__GIVEN REQUEST__
Write the next part of the passage about the United Nations convention on corruption, continuing after its last sentence.

__SELECTED EXTRACT__
+--

The United Nations Convention was adopted in 2003 and became effective in December 2005. The Convention’s parties include industrialized, emerging, developing, and least-developed economies. By comparison, the OECD Convention includes only 40 industrialized nations, while the regional conventions only cover countries in their regions.
The scope of the United Nations Convention is particularly ambitious. There are 28 articles covering criminalization and law enforcement, including foreign and domestic corruption, extortion as well as bribery, corruption in the public and private sector, embezzlement, illicit enrichment of public officials, abuse of functions, and trading in influence.
In addition, the United Nations Convention contains important preventive measures designed to strengthen the capability of states to fight corruption, provisions on international cooperation, including mutual legal assistance, extradition and joint investigations, ground-breaking provisions on asset recovery, as well as provisions on technical assistance and information exchanges.
Several examples can be used to illustrate the provisions of the United Nations Convention which are of particular relevance to multinational enterprises:
The United Nations Convention’s broad scope and worldwide participation provide unique potential for global progress against corruption. However, these same factors present difficulties and complexities in their implementation that will take time to overcome. The parties are at different levels of political, legal and economic development. The provisions of the Convention are not self-executing and require governments to pass new legislation, to build and strengthen organizations and provide them with adequate funding and staffing. Some of the United Nations Convention’s provisions are mandatory (“Governments shall adopt laws”), others are discretionary (“Governments shall consider adopting laws”). Some are spelled out in great detail: the article on mutual legal assistance includes 30 sections; others are expressed only in broad generalities.

+--

Excerpts of location labeling data:

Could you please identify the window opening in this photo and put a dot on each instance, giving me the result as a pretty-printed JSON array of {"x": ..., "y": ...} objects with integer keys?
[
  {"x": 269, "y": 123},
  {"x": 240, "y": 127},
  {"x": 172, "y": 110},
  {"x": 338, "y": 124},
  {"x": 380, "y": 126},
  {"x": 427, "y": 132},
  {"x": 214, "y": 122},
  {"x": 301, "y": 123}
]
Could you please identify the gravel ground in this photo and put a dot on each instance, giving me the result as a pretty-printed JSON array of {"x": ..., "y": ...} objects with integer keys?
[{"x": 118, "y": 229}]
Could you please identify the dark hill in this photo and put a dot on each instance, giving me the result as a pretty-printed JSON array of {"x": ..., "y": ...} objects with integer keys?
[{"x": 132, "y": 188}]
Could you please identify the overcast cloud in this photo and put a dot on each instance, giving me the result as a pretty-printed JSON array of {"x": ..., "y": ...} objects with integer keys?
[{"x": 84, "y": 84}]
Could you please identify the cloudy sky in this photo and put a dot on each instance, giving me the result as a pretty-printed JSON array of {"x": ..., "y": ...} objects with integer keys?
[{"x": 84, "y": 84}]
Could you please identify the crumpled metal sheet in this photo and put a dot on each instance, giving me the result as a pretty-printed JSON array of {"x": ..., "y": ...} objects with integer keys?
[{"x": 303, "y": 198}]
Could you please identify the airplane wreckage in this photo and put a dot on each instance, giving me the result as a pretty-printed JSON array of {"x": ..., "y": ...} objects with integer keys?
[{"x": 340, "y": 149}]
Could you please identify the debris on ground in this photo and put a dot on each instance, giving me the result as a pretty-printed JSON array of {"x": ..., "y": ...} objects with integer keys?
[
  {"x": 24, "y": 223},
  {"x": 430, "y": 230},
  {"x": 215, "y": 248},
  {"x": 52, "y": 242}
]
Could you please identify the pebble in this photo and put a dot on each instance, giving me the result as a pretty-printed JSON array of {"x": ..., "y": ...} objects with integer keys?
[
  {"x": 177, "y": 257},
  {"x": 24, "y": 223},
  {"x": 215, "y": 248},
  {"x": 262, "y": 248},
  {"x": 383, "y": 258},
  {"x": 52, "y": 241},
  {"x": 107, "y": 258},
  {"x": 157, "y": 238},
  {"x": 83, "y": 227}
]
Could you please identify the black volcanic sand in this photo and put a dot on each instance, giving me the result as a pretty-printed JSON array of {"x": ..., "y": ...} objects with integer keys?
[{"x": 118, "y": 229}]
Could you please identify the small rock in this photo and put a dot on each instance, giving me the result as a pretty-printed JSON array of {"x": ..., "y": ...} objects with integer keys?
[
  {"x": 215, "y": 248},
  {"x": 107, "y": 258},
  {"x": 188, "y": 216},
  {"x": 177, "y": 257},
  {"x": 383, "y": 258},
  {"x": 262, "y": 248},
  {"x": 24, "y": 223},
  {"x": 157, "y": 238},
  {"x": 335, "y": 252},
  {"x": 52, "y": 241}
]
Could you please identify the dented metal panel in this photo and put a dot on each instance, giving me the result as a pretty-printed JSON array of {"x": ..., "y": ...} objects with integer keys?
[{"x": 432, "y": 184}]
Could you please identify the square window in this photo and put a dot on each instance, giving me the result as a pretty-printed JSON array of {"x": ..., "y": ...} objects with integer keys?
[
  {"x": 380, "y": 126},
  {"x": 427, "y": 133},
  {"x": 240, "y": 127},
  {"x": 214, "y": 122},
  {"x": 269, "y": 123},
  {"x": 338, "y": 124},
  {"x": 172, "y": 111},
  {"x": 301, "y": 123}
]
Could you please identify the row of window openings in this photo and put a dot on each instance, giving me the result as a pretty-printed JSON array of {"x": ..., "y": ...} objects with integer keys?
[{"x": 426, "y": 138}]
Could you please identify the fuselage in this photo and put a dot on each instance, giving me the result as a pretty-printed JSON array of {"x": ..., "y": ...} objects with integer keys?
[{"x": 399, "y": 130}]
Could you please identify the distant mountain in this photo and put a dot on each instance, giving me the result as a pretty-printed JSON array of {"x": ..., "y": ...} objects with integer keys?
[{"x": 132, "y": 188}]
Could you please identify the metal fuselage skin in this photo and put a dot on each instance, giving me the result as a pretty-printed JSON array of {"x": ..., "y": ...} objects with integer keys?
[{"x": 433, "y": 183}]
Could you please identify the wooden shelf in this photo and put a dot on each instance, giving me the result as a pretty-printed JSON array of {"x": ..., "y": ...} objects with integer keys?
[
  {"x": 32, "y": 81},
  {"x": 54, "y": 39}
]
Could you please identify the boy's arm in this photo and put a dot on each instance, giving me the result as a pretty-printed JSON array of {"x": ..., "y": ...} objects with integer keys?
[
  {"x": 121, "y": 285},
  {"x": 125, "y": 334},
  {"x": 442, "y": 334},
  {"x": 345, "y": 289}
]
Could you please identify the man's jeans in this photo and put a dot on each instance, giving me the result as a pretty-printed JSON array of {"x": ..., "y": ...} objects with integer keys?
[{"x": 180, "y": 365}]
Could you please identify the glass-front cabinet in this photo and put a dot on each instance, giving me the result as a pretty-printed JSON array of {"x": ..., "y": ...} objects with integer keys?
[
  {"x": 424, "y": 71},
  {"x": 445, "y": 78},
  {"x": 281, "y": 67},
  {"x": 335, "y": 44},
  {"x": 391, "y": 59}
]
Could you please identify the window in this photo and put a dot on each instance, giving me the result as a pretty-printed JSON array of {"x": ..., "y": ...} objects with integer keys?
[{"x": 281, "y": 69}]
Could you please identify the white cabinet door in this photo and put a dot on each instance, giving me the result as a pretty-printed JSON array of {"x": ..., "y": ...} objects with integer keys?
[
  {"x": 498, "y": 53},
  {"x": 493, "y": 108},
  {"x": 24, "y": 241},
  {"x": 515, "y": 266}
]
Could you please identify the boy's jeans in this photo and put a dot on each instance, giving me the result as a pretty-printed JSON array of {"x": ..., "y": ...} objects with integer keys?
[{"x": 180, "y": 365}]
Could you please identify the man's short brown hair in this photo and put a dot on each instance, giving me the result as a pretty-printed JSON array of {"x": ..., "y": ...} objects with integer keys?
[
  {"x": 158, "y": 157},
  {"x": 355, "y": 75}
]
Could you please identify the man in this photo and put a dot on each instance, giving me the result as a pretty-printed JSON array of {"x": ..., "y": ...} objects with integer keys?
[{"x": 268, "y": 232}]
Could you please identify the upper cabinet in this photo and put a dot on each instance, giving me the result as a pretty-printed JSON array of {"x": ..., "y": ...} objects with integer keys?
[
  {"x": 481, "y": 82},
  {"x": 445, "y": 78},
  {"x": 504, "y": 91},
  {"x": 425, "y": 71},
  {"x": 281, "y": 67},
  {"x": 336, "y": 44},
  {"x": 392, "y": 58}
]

+--

__ANSWER BELOW__
The rate at which the implementation of the United Nations Convention will progress will be uneven. That almost all the parties which have signed the Convention have also ratified it is a positive sign and means that governments recognize the need for comprehensive international action in the fight against corruption.
There is widespread recognition of two fundamental points: (a) globalization of economic life will continue to expand, and (b) corruption operates on a global scale and is continuing to grow. Therefore, there is a compelling need for the United Nations Convention to evolve into effective action programmes.
The provisions of most direct impact on international business are primarily in the Convention’s Chapter on Criminalization and Law Enforcement.
The provision on “Bribery of national public officials” is mandatory and requires that governments criminalize domestic bribery (active corruption) and solicitation (passive corruption). The OECD Convention only deals with bribery of foreign public officials. Bribery of national officials is prohibited by the criminal laws of most countries.
The provision on “Bribery of foreign public officials and officials of public international organizations” is also mandatory and requires that governments criminalize foreign bribery. However, the criminalization of solicitation by foreign public officials is left discretionary. The prohibition of solicitation applies whether the company solicited is domestic or foreign. The OECD Convention covers bribery of foreign public officials, but does not deal with solicitation.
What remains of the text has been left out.